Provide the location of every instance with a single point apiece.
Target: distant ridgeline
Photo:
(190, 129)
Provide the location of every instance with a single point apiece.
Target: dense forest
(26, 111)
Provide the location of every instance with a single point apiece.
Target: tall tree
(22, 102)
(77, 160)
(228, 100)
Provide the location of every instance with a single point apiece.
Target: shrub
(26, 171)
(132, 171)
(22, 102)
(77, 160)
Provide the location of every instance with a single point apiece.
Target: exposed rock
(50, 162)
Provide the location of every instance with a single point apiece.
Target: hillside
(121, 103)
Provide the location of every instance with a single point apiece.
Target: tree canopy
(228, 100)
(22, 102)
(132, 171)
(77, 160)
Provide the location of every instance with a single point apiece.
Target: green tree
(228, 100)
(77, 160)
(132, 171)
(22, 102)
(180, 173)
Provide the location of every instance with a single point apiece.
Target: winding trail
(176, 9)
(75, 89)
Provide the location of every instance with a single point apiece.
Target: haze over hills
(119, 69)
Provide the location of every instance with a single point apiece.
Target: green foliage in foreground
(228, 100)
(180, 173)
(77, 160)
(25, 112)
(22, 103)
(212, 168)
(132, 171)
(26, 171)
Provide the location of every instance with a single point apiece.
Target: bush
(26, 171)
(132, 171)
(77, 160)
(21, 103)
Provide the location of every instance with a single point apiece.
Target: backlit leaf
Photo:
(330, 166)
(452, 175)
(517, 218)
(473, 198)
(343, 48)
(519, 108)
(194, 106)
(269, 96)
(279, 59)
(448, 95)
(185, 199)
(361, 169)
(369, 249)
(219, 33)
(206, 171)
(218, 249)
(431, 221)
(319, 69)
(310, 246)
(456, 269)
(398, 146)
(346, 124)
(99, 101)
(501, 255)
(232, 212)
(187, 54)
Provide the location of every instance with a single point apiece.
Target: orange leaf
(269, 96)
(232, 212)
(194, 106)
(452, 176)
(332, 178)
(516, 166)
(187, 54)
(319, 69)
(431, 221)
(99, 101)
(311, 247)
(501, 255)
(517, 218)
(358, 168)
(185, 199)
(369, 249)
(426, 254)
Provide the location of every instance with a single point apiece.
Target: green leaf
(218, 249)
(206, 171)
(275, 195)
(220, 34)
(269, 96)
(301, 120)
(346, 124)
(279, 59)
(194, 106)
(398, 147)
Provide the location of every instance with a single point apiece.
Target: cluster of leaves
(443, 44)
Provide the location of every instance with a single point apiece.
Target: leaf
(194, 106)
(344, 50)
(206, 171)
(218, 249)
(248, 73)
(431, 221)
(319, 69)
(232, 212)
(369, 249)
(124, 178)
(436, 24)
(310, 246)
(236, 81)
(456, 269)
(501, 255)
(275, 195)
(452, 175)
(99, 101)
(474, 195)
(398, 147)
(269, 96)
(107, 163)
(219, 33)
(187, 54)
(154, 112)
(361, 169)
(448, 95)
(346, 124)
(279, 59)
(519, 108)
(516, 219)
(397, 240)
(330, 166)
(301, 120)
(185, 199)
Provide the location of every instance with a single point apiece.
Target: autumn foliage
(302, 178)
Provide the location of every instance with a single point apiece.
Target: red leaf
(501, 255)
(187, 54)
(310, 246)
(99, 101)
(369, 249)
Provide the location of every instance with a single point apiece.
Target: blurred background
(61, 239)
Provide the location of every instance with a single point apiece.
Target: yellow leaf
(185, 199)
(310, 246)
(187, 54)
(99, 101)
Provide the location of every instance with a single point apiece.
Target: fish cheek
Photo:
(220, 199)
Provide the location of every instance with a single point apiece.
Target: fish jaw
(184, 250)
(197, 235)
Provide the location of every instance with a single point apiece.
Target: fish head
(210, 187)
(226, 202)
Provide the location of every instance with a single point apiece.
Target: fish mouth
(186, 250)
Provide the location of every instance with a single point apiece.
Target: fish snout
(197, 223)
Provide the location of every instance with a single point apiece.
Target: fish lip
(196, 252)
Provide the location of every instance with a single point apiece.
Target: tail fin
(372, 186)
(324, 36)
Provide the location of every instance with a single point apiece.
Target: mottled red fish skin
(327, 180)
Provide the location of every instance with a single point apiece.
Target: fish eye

-------------------------

PROBLEM STATEMENT:
Your response should consist of the full listing, exactly as written.

EXERCISE OUTPUT:
Provide the location of every instance with a single point apiece.
Target: distant ridgeline
Photo:
(190, 129)
Provide the location of every instance with a single point apiece.
Target: dense forest
(26, 111)
Provide the location of every instance with a single point apiece.
Target: tall tree
(22, 102)
(77, 160)
(228, 100)
Provide the location of every instance with a single point apiece.
Target: shrub
(26, 171)
(132, 171)
(22, 102)
(77, 160)
Provide the location of every instance with a single point apiece.
Target: exposed rock
(50, 162)
Provide the location of every instance with a single point apiece.
Target: hillside
(121, 103)
Provide the location of every instance with a single point apiece.
Target: tree canopy
(228, 100)
(22, 102)
(132, 171)
(77, 160)
Provide the location of every instance with a single point apiece.
Target: green tree
(228, 100)
(77, 160)
(132, 171)
(22, 102)
(180, 173)
Provide the location of every instance with a single point apiece.
Target: winding trail
(176, 9)
(75, 89)
Provide the location of every instance with a single point apiece.
Target: haze over hills
(119, 69)
Provide the location of every instance with a single point apiece.
Target: green foliage in foreground
(228, 100)
(180, 173)
(77, 160)
(25, 112)
(22, 103)
(212, 168)
(132, 171)
(26, 171)
Provide the location of every instance with a single point apiece.
Target: bush
(26, 171)
(132, 171)
(77, 160)
(21, 103)
Provide the location of every instance with a single point apiece.
Target: backlit leaf
Photo:
(330, 166)
(452, 175)
(517, 218)
(473, 198)
(343, 48)
(519, 108)
(194, 106)
(269, 96)
(279, 59)
(448, 95)
(185, 199)
(361, 169)
(369, 249)
(219, 33)
(206, 171)
(218, 249)
(431, 221)
(319, 69)
(310, 246)
(456, 269)
(398, 146)
(346, 124)
(99, 101)
(501, 255)
(232, 212)
(187, 54)
Provide the location of every instance with a single point apiece.
Target: orange leaf
(269, 96)
(232, 212)
(194, 106)
(452, 176)
(332, 178)
(516, 166)
(187, 54)
(319, 69)
(431, 221)
(99, 101)
(311, 247)
(501, 255)
(517, 218)
(358, 168)
(185, 199)
(369, 249)
(426, 254)
Provide the location of every instance with a single point apiece.
Target: green leaf
(218, 249)
(206, 171)
(275, 195)
(220, 34)
(269, 96)
(301, 120)
(346, 124)
(279, 59)
(194, 106)
(398, 147)
Provide the location of every instance with a single point apiece.
Target: cluster of leaves
(443, 44)
Provide the location of every instance with a single point apiece.
Target: leaf
(194, 106)
(344, 50)
(206, 171)
(218, 249)
(248, 73)
(431, 221)
(319, 69)
(232, 212)
(369, 249)
(124, 178)
(436, 24)
(310, 246)
(236, 81)
(456, 269)
(501, 255)
(275, 195)
(452, 175)
(99, 101)
(474, 195)
(398, 147)
(269, 96)
(107, 163)
(219, 33)
(187, 54)
(154, 112)
(361, 169)
(448, 95)
(346, 124)
(279, 59)
(519, 108)
(516, 219)
(397, 240)
(330, 166)
(301, 120)
(185, 199)
Provide the location of every instance with a single point apiece.
Target: autumn foliage
(302, 178)
Provide the location of every instance with a single point apiece.
Target: red leaf
(501, 255)
(187, 54)
(310, 246)
(99, 101)
(369, 249)
Provide the location of every instance with a single point apiece.
Target: blurred background
(61, 239)
Provide the location of every instance with a single point apiece.
Target: yellow leaf
(185, 199)
(310, 246)
(187, 54)
(99, 101)
Provide the location of every instance with a single point apiece.
Target: fish cheek
Photo:
(220, 199)
Provide the location of every instance with a single point apiece.
Target: fish jaw
(184, 250)
(197, 235)
Provide the location of every instance with a single point apiece.
Target: fish head
(210, 187)
(226, 202)
Provide the location of every instance with a single point apiece.
Target: fish mouth
(186, 250)
Provide the location of every instance with a single point apiece.
Target: fish snout
(197, 223)
Provide the location of every instance with a single point apiece.
Target: fish lip
(196, 252)
Provide the location of every instance with a single point apiece.
Target: tail fin
(372, 186)
(324, 36)
Provide the location of every instance with a single point apiece.
Target: mottled red fish skin
(327, 180)
Provide the location of every instance with a single point apiece.
Target: fish eye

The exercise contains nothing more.